→ SUPPLIED TEXT:
________
And for both of them there simply should be a way for the guest to
state whether it's compatible (which should be the case for anything
we can't deal with completely transparently to guests).

> For the PTE bits, _PAGE_GNTTAB (bit 62) is used exclusively in debug
> build (so there is a guest observable difference between running on a
> debug and a non-debug Xen), and the comment beside it even identifies
> that it breaks BSD guests.  PTE bits 62:59 used by hardware if  CR4.PKE
> is set.  Currently this means that we are not able to support Protection
> Key for PV guests (although this restriction technically only applies to
> debug builds of the hypervisor).
> 
> The other PTE bit used by Xen is _PAGE_GUEST_KERNEL (bit 52).  This bit
> is used to notice when a 64bit PV guest attempts to override the fixup
> Xen applies to its PTEs.  Xen unilaterally sets _PAGE_GLOBAL for user
> pages, and clears _PAGE_GLOBAL for supervisor mappings, setting
> _PAGE_USER in both cases as the PV kernel runs in ring3.  The only thing
> _PAGE_GUEST_KERNEL is used for is to notice when the kernel deliberately
> tries to create a _PAGE_GUEST_KERNEL|_PAGE_GLOBAL, at which point a
> warning is logged and the kernel overridden.
________
→ RECORD EXCERPTS:
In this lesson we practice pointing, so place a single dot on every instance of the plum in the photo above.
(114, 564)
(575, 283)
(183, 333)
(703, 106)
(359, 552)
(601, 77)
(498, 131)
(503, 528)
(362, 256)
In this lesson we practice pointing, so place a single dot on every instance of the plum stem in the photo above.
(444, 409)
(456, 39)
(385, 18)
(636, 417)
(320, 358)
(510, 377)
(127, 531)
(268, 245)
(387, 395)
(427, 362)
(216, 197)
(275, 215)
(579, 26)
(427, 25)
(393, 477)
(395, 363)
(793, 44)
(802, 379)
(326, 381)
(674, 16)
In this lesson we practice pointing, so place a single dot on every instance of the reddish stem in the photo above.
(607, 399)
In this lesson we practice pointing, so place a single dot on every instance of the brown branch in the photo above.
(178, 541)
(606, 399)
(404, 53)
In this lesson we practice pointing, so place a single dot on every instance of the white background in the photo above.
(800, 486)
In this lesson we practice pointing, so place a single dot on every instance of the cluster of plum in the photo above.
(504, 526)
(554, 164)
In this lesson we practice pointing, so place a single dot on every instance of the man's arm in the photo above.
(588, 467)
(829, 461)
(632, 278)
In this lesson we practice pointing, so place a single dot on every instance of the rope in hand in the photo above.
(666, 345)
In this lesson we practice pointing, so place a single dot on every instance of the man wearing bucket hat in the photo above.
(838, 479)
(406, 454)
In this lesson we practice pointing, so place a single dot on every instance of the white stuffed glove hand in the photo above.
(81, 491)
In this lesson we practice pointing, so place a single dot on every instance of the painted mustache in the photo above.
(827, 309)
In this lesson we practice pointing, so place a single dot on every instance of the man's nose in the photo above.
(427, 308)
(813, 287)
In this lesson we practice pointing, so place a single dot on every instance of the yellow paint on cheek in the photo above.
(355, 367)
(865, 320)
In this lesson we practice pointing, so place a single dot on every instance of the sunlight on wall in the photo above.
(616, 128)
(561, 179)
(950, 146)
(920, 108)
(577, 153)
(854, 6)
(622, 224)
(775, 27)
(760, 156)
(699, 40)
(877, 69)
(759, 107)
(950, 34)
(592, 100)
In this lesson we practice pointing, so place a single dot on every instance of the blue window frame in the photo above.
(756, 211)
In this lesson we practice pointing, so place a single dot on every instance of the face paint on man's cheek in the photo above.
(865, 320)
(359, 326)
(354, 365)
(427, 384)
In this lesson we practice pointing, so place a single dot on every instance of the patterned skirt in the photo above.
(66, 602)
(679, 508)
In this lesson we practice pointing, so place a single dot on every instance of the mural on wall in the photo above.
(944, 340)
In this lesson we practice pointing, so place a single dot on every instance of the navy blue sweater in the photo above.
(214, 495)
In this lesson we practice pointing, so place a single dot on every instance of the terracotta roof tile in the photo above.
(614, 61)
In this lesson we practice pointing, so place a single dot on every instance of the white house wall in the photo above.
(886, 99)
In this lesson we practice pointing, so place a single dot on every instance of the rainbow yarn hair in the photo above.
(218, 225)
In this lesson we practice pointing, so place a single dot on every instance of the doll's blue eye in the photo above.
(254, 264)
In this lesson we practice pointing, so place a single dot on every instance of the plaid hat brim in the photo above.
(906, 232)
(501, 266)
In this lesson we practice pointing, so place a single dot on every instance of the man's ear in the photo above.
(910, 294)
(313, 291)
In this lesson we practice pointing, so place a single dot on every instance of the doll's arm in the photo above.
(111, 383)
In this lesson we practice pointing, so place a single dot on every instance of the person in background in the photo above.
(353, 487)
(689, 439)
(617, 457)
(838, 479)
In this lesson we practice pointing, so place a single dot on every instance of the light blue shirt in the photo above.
________
→ WRITTEN TASKS:
A) Rewrite the paragraph of the Xen excerpt that begins "For the PTE bits, _PAGE_GNTTAB" as a short bulleted list that keeps its main facts.
B) Use the Xen excerpt to answer each question below, one per line:
(i) Which bit number does _PAGE_GUEST_KERNEL occupy?
(ii) In which ring does the PV kernel run?
(iii) According to the comment beside _PAGE_GNTTAB, which guests does that bit break?
C) Reproduce the portion of the Xen excerpt that begins at "And for both" and ends after "of the hypervisor).", keeping every character unchanged.

→ RESULTS OF THE TASKS:
A)
- _PAGE_GNTTAB (bit 62) is used only in debug builds. Guests can therefore observe a difference between debug and non-debug Xen.
- The comment beside this bit says that it breaks BSD guests.
- Hardware uses PTE bits 62:59 when CR4.PKE is set.
- As a result, Protection Key currently can't be supported for PV guests. Technically, the restriction applies only to debug builds of the hypervisor.

B)
(i) Bit 52.
(ii) Ring3.
(iii) BSD guests.

C)
And for both of them there simply should be a way for the guest to
state whether it's compatible (which should be the case for anything
we can't deal with completely transparently to guests).

> For the PTE bits, _PAGE_GNTTAB (bit 62) is used exclusively in debug
> build (so there is a guest observable difference between running on a
> debug and a non-debug Xen), and the comment beside it even identifies
> that it breaks BSD guests.  PTE bits 62:59 used by hardware if  CR4.PKE
> is set.  Currently this means that we are not able to support Protection
> Key for PV guests (although this restriction technically only applies to
> debug builds of the hypervisor).